TEXTO PROPORCIONADO:
-------------------------

VIAJES / UNA ISLA, UN PAÍS / GEYSIR
Geysir
Tuvo un
sueño de lo más extraño esa noche. Soñó con un muerto que estaba vivo. Habló
con él como si no hubiera perdido la vida en el aeropuerto de Bangkok hace una década.
Lo invitó, incluso, a un festival literario. Te lo pasarás bien, hay muchos colegas y amigos, le dijo al
escritor muerto que físicamente no era exactamente a como recordaba. Tenía
pelo. Claro, los escritores no mueren, dejan sencillamente de escribir.
Mientras
saborea la mantequilla salada del buffet libre del hotel Kea de Akuryeri se
imagina conduciendo por carreteras nevadas sin ruedas de clavos. El miedo es un
mecanismo mental de supervivencia. Lo
experimentó esa noche de Walpurgis subiendo y bajando puertos.
Pregunta a un amigo por WhatsApp si tiene experiencia de conducir por hielo.
Hielo. Su obsesión desde que una placa estuvo a punto de mandarlo al fondo de
un barranco.
Al
menos no ha nevado, piensa con un suspiro, mirando a la calle desde la ventana
del restaurante del hotel. El día es espléndido en Akureyri. El frío,
espectacular. Cinco bajo cero. Abona la cuenta, se deja la tablet en la
habitación y carga el equipaje en el Hyundai.
El
navegador le indica que para llegar a Geysir, su próximo destino y el nombre
del fenómeno natural que tiene lugar allí, invertirá seis horas. Si no
encuentra dificultades en las carreteras. Géiser es la única voz islandesa de
la RAE. Sale de Akureyri a las nueve en punto y toma la 1, la carretera que
bordea la isla. Parece que llanea. Pero luego sube y se dirige a unas montañas
nevadas. Decide saborear el majestuoso paisaje de volcanes blancos por entre
los que la carretera discurre. Si hay que morir, que sea disfrutando. El
ascenso es suave. Espera que el descenso también lo sea. Se cruza con una
máquina quitanieves, la que ha dejado limpia la carretera 1 y la ha sembrado de
gravilla para que los coches no patinen. Suspira aliviado. Nada que ver con la
ruta del sur al norte. Se detiene, incluso, en los ensanchamientos de la
carretera a hacer fotografías. Las vistas son majestuosas, el cielo blanco se
confunde con las cimas nevadas de las montañas.

-------------------------

ENUNCIADO DEL PROBLEMA A:
Devuelve, sin cambiar nada, el fragmento del relato sobre Geysir que va desde "Lo invitó, incluso, a" hasta "un barranco.".
El relato sobre Geysir y las filas no guardan ninguna relación entre sí.

Registros de ubicación de puntos
-------------------------

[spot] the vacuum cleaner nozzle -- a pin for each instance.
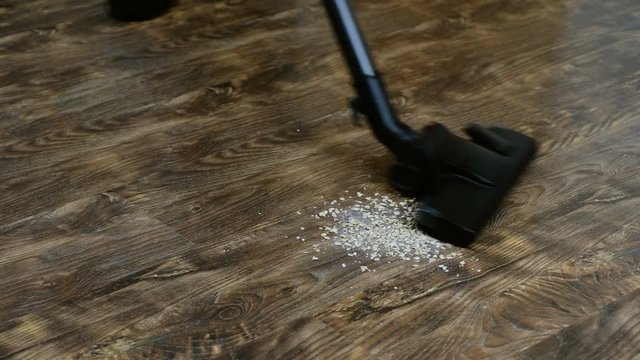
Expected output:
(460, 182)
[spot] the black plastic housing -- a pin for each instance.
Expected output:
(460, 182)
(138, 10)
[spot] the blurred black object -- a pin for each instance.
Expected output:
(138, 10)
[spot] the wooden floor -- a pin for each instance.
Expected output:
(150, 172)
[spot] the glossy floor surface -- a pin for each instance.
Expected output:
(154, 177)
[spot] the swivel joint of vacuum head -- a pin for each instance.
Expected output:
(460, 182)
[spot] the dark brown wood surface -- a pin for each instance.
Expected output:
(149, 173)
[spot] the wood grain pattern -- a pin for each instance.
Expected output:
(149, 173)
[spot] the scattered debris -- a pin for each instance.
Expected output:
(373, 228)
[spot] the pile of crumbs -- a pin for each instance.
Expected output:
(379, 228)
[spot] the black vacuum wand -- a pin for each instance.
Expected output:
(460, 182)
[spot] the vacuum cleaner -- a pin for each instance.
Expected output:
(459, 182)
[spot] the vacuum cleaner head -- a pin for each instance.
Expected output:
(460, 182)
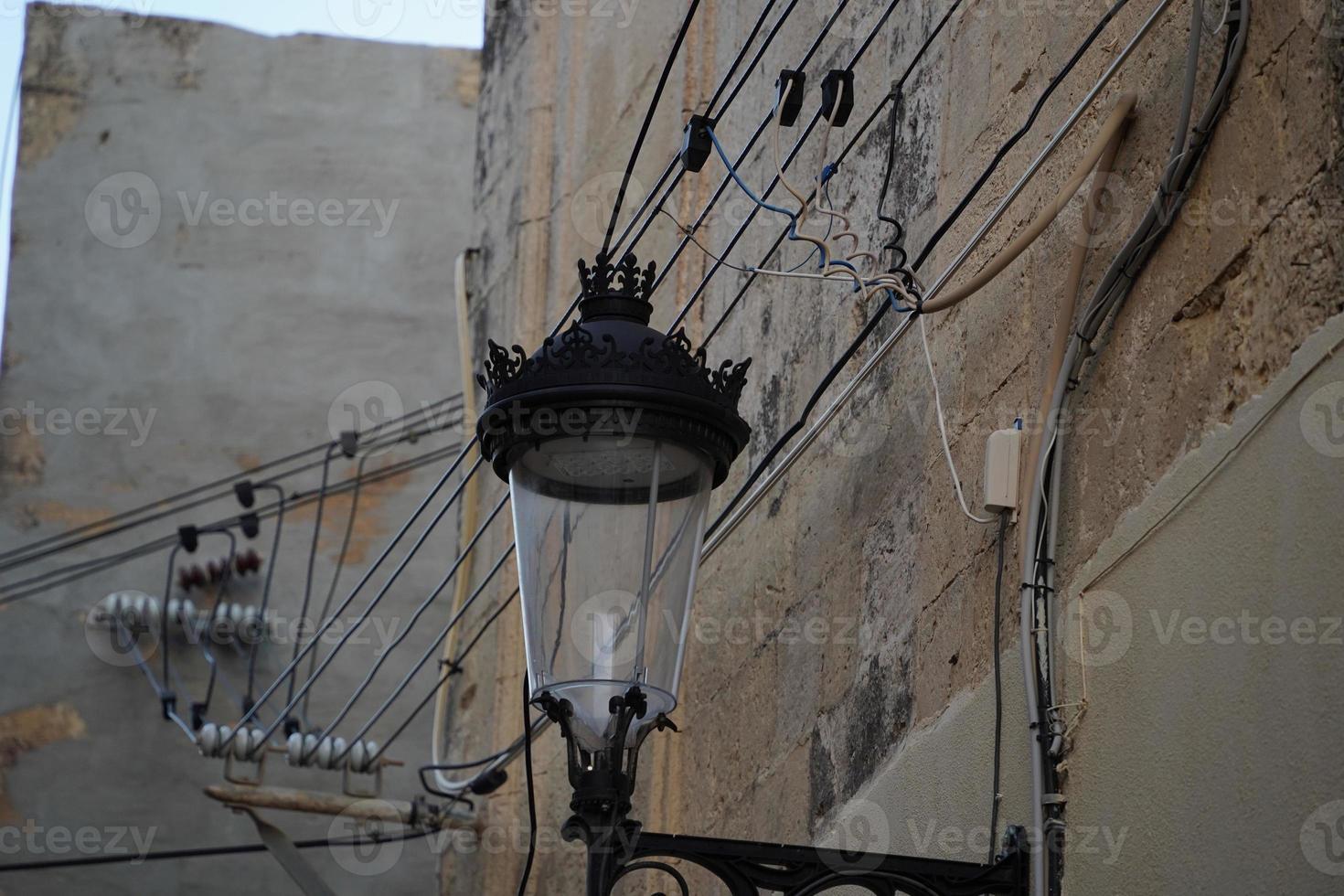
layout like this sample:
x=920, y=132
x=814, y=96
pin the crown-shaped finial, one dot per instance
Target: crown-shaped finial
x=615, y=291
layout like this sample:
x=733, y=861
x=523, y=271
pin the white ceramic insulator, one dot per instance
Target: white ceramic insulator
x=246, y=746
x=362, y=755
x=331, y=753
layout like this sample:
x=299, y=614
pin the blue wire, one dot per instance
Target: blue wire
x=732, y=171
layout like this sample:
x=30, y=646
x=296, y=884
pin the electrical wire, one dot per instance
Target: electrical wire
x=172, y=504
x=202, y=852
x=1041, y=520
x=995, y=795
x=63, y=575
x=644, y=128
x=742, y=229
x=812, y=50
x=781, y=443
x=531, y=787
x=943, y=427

-------------------------

ENUNCIADO DEL PROBLEMA B:
Identifica cada fila que contenga la palabra "floor" y cópiala completa.

RESPUESTA CORRECTA A:
Lo invitó, incluso, a un festival literario. Te lo pasarás bien, hay muchos colegas y amigos, le dijo al
escritor muerto que físicamente no era exactamente a como recordaba. Tenía
pelo. Claro, los escritores no mueren, dejan sencillamente de escribir.
Mientras
saborea la mantequilla salada del buffet libre del hotel Kea de Akuryeri se
imagina conduciendo por carreteras nevadas sin ruedas de clavos. El miedo es un
mecanismo mental de supervivencia. Lo
experimentó esa noche de Walpurgis subiendo y bajando puertos.
Pregunta a un amigo por WhatsApp si tiene experiencia de conducir por hielo.
Hielo. Su obsesión desde que una placa estuvo a punto de mandarlo al fondo de
un barranco.

RESPUESTA CORRECTA B:
[spot] the wooden floor -- a pin for each instance.
[spot] the glossy floor surface -- a pin for each instance.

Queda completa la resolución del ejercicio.